Can you reproduce the entries verbatim, starting from their very first line and continuing through the line that contains "[[[111,106],[100,107],[100,129],[106,132],[124,129],[124,107]]]", with both of those lines included and the picture omitted?

** begin Dataset entries **

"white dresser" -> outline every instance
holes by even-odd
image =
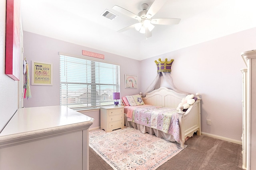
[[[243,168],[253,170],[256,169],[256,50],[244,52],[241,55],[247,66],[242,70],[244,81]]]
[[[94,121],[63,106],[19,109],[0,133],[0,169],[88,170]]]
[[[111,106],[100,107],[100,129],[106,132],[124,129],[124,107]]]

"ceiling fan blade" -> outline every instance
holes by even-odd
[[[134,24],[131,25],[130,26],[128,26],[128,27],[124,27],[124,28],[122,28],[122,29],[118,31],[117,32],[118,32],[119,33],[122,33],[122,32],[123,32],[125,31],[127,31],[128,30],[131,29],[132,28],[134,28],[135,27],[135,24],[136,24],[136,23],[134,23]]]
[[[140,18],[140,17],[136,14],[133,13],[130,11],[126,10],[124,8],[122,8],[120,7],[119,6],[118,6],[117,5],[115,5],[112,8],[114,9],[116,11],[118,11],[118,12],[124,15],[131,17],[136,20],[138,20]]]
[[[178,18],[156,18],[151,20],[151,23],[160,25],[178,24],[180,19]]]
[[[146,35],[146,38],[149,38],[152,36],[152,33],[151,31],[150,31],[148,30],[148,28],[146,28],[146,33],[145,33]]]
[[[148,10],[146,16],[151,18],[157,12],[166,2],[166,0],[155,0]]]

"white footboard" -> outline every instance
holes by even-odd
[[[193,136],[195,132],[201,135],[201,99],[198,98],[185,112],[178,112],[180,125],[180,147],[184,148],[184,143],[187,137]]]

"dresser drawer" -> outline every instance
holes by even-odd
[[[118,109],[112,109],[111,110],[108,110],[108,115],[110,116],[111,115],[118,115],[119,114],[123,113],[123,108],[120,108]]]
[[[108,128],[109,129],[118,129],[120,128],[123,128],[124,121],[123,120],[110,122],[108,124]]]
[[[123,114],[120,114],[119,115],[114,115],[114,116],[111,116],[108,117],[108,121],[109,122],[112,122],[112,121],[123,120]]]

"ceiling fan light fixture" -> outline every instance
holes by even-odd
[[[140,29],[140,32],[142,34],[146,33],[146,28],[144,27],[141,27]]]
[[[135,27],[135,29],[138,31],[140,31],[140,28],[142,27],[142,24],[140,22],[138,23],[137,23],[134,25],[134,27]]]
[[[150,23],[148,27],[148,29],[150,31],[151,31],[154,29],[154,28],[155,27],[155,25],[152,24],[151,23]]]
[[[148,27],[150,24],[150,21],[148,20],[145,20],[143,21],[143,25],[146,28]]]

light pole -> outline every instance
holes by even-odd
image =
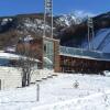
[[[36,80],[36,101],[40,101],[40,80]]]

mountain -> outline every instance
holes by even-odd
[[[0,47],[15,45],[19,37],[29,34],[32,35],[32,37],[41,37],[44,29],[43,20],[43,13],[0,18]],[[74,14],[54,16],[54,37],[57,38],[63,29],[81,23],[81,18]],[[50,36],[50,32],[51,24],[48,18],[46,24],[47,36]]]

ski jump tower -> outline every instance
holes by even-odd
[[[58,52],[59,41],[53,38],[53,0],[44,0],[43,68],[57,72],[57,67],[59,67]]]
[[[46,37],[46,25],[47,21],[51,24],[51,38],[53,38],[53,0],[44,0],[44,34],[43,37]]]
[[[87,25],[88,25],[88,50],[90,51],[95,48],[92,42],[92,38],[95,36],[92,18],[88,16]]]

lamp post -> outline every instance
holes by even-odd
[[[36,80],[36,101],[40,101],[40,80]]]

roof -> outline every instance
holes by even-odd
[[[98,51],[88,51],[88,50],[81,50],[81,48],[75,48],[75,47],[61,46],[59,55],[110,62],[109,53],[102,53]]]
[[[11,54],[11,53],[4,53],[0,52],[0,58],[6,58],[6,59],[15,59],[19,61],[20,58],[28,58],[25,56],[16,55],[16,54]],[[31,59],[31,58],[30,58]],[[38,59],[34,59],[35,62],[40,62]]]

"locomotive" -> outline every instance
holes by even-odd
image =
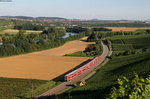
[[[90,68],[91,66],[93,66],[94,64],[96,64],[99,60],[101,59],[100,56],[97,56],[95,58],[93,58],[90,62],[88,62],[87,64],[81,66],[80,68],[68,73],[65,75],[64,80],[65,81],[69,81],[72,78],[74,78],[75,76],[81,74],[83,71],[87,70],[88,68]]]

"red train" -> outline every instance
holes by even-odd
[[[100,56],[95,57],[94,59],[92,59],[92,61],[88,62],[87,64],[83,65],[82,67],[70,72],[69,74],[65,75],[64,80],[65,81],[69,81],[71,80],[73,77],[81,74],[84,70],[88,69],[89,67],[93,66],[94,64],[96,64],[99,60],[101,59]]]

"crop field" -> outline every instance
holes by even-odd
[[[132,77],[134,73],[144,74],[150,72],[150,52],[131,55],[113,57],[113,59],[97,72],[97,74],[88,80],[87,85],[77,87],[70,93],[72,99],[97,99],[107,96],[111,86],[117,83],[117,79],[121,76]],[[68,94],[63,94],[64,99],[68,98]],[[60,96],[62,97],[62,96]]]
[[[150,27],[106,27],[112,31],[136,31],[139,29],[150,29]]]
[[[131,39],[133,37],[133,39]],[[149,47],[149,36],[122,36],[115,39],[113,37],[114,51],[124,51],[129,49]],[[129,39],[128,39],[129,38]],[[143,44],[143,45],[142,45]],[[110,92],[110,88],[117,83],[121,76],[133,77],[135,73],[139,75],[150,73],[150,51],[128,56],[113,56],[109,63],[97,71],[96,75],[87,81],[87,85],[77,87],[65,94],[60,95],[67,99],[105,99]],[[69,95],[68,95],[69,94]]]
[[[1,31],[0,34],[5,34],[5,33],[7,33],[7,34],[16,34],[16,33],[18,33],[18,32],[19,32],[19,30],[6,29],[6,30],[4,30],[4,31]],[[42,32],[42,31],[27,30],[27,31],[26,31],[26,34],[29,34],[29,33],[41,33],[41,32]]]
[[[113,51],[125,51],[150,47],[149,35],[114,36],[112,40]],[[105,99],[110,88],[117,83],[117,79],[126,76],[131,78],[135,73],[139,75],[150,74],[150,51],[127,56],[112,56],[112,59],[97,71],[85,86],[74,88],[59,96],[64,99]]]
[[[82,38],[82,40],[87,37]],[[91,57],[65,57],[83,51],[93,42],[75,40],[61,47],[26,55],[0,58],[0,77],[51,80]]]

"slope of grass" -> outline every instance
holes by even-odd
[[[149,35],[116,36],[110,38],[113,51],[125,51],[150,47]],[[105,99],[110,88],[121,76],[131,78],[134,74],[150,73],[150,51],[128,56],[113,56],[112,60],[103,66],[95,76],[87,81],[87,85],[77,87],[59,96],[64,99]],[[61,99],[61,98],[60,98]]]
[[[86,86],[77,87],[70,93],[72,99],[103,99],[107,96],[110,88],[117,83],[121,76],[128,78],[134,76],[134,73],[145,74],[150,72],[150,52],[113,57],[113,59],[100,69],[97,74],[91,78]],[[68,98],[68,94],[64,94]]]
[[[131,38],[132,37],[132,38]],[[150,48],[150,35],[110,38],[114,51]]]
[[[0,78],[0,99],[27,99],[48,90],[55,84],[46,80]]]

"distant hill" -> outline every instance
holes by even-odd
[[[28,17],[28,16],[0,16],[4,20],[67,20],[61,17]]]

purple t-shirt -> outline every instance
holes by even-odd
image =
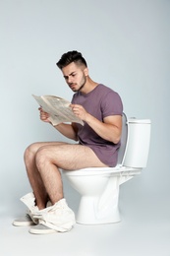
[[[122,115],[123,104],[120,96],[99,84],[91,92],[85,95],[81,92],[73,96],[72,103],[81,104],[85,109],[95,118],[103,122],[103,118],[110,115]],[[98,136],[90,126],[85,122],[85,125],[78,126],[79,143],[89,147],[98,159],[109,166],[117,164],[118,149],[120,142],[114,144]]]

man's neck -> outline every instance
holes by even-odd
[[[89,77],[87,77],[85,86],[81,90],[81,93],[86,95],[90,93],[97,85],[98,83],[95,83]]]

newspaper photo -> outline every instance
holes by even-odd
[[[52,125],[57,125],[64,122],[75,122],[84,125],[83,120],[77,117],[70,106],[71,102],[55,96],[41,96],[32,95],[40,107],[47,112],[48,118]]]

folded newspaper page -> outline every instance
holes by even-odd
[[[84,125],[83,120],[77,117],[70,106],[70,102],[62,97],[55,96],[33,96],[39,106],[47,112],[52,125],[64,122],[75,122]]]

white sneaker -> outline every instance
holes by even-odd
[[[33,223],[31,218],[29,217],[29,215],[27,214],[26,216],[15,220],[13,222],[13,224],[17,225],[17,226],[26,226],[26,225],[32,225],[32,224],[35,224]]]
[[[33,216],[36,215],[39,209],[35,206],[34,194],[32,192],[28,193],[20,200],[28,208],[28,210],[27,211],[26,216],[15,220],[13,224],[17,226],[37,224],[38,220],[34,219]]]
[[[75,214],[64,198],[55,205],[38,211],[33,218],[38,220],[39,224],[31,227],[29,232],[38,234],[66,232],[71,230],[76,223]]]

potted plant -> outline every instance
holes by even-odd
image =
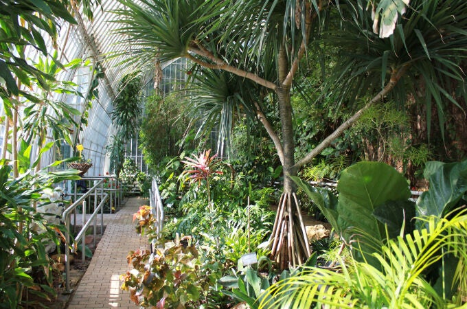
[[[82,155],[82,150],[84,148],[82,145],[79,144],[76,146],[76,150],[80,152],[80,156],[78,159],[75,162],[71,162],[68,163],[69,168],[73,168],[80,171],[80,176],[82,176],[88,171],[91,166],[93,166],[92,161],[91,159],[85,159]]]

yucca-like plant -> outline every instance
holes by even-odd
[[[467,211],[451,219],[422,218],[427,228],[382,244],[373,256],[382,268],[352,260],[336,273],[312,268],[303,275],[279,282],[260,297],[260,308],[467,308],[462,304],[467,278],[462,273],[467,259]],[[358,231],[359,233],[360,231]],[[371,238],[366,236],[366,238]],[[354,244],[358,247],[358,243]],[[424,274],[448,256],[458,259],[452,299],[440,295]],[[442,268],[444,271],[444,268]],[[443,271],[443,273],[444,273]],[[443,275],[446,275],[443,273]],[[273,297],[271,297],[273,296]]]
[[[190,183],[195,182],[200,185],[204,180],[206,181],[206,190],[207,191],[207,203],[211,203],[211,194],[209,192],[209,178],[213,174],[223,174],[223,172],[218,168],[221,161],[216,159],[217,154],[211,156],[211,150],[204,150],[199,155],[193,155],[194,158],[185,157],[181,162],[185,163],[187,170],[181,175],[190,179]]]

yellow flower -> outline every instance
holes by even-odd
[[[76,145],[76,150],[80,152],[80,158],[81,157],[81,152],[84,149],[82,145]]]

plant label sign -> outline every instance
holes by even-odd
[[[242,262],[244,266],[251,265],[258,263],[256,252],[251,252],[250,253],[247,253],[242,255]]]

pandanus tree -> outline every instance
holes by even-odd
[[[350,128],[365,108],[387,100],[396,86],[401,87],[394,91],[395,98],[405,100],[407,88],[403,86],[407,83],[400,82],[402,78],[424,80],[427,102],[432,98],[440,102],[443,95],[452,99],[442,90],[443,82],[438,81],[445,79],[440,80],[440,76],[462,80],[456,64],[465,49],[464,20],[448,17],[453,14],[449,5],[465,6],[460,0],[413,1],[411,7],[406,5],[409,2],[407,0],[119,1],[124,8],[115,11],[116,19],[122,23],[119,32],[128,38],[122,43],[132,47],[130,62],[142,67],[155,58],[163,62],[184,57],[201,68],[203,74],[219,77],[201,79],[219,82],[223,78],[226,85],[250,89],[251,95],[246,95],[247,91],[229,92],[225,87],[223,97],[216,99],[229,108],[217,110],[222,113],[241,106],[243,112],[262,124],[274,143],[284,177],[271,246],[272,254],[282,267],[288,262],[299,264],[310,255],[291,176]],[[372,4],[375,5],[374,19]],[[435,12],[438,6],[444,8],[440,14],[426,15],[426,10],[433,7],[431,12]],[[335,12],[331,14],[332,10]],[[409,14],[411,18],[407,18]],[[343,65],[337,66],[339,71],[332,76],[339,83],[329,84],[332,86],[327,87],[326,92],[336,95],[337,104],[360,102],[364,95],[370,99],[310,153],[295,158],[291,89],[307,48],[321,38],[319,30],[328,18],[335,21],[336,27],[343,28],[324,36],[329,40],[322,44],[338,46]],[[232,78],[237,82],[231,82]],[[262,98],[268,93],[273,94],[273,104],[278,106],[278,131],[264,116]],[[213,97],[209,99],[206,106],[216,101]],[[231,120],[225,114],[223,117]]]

** end Dataset entries **

* Answer to the task
"white dresser" -> outline every instance
holes by even-odd
image =
[[[243,168],[253,170],[256,169],[256,50],[244,52],[241,55],[247,66],[242,70],[244,81]]]
[[[94,121],[63,106],[19,109],[0,133],[0,169],[88,170]]]
[[[111,106],[100,107],[100,129],[106,132],[124,129],[124,107]]]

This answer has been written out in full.